Records provided
━━━━━━━━
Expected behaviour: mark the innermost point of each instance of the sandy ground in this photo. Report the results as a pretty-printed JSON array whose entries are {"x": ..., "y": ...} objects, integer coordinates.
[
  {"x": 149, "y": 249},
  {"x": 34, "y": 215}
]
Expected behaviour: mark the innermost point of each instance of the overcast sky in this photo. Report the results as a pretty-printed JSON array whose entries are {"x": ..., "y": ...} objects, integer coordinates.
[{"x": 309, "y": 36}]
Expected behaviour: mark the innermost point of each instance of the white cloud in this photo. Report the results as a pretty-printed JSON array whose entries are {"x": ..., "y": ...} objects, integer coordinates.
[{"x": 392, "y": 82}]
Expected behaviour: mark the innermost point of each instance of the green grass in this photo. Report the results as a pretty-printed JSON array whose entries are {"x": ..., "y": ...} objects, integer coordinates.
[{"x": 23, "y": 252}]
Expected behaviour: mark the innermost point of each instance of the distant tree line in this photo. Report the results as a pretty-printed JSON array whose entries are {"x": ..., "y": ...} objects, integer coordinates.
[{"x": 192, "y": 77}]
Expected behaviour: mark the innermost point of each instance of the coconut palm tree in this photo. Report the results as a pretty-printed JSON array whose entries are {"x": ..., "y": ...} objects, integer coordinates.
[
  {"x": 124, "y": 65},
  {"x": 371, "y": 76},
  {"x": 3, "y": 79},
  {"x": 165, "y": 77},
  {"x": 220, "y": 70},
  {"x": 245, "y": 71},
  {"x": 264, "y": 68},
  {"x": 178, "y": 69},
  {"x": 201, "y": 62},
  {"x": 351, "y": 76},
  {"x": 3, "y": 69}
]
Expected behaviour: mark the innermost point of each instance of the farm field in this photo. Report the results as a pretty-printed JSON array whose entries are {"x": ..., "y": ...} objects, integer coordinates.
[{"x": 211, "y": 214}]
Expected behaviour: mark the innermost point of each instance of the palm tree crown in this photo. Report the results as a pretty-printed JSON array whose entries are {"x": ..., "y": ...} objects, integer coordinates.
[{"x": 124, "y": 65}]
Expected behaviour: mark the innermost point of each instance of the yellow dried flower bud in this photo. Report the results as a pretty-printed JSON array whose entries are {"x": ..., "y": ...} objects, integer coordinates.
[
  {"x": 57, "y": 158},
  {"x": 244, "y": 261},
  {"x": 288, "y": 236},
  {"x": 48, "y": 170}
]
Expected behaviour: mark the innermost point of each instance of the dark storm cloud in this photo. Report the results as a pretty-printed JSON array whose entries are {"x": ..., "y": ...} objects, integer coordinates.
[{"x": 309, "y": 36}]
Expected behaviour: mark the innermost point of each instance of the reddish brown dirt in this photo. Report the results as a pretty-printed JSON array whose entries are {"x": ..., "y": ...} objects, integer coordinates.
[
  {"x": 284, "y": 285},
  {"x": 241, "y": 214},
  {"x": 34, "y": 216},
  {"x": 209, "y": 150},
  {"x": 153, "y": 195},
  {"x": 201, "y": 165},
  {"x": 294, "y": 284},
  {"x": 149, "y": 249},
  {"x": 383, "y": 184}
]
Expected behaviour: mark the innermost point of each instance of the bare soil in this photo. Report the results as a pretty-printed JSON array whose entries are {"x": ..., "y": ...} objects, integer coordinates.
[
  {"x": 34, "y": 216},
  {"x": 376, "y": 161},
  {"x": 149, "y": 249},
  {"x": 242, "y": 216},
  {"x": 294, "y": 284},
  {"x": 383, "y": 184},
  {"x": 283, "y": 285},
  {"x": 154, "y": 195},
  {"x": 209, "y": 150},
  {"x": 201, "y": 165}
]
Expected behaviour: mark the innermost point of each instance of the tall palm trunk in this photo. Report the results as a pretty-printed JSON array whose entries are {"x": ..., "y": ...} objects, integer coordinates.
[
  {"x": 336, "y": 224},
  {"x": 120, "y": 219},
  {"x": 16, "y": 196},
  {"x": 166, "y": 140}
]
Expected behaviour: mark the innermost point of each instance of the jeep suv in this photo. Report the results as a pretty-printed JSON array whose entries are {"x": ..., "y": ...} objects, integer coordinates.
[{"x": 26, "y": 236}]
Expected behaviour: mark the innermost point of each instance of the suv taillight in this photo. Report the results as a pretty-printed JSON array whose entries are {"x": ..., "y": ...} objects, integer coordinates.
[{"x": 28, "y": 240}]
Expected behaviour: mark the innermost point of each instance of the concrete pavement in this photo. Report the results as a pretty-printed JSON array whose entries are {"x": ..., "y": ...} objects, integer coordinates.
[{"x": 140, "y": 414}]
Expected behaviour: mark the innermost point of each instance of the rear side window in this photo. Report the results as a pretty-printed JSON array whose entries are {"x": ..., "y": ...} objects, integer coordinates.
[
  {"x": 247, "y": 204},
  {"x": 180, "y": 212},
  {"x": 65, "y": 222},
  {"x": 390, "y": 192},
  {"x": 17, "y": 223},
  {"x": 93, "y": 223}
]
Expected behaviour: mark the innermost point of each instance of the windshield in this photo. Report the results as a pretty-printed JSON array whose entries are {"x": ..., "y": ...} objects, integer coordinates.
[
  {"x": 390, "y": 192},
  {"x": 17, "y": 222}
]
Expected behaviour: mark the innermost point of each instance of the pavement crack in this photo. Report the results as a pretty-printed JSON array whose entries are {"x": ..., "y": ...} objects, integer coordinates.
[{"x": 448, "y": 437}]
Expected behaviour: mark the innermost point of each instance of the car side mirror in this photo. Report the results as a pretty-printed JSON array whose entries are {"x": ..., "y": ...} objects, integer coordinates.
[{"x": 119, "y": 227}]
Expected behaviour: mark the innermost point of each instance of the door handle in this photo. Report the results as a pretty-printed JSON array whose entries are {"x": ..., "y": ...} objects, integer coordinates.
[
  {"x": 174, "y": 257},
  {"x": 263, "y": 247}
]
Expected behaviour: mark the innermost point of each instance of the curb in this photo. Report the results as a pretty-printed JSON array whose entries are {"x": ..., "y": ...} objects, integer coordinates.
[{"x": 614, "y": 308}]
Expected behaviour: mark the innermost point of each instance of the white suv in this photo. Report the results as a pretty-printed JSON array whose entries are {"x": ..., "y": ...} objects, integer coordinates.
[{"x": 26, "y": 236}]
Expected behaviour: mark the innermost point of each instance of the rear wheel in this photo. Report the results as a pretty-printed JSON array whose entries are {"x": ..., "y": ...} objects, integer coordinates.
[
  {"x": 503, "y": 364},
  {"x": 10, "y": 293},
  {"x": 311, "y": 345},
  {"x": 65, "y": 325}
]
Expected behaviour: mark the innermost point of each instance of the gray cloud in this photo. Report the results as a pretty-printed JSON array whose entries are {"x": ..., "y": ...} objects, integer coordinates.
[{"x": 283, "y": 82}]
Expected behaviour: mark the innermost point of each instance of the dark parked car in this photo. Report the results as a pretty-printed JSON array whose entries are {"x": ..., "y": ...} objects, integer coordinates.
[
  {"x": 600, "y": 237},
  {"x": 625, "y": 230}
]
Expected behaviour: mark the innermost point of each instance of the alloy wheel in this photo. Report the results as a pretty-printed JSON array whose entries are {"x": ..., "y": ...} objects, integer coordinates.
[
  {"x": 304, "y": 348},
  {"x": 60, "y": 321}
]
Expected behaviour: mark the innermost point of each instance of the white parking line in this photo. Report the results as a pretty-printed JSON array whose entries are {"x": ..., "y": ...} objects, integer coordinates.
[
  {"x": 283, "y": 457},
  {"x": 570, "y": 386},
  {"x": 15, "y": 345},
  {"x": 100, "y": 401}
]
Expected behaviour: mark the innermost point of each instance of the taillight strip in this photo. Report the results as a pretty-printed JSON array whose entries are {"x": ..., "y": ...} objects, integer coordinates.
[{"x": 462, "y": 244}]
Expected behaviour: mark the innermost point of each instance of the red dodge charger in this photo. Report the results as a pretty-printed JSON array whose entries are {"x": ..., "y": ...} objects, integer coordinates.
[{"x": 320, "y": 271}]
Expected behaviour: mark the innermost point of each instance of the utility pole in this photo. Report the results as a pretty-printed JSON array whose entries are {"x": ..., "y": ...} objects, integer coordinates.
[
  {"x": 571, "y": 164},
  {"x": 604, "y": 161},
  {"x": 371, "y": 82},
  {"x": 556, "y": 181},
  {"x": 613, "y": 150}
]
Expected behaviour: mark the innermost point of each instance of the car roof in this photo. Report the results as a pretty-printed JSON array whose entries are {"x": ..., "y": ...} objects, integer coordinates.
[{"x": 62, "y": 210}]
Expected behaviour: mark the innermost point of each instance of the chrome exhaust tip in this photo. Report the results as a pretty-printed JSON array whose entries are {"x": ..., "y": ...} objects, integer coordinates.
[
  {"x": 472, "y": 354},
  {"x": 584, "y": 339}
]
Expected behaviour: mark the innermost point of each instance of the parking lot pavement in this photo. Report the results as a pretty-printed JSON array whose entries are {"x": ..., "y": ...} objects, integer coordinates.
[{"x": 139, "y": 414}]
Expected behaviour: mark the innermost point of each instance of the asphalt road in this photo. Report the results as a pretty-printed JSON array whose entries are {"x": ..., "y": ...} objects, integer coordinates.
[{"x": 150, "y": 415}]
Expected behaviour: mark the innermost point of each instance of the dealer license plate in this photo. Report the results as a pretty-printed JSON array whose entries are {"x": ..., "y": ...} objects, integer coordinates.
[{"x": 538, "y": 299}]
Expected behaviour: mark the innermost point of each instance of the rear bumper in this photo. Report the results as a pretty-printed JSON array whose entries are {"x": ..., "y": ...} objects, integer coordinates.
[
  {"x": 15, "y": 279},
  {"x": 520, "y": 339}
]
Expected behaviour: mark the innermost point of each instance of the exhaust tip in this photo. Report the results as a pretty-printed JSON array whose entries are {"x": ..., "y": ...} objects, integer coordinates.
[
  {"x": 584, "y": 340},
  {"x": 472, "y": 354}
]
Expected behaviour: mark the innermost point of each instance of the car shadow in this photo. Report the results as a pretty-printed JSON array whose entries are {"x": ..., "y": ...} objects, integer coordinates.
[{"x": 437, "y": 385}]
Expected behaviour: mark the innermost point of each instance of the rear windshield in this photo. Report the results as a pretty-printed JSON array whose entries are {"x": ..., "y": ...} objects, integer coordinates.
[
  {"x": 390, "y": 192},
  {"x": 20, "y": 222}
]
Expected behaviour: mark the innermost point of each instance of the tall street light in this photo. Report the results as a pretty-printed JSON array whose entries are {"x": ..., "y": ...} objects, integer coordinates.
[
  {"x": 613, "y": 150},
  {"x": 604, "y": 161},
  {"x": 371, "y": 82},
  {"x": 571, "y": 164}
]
━━━━━━━━
Task goal
Retype nothing except the lines from the line holding "of the exhaust" through the last line of the entries, both included.

Correct result
Expected behaviour: mark the innermost point of each instance of the exhaust tip in this photo. Report the results as a pretty-printed JSON array whose entries are {"x": ..., "y": ...} objects, integer coordinates.
[
  {"x": 584, "y": 340},
  {"x": 472, "y": 354}
]
Expected behaviour: mark the innermost point of each instance of the car shadow in this photo. Report the results as a pretty-printed JSON array whose entries are {"x": ..., "y": ...} objects, integer coordinates.
[{"x": 437, "y": 385}]
Expected behaviour: mark the innermost point of each instance of the rear windshield in this photo. Report the results as a pretty-printed JSON array whose entries are {"x": ..., "y": ...} objects, integer coordinates.
[
  {"x": 390, "y": 192},
  {"x": 20, "y": 222}
]
Expected behaviour: mark the innermost point of each instance of the tall street light in this photo. Report the results as a pretty-printed JSON array whose entries are {"x": ..., "y": ...} objects, integer coordinates.
[
  {"x": 613, "y": 150},
  {"x": 604, "y": 161},
  {"x": 371, "y": 82},
  {"x": 571, "y": 164}
]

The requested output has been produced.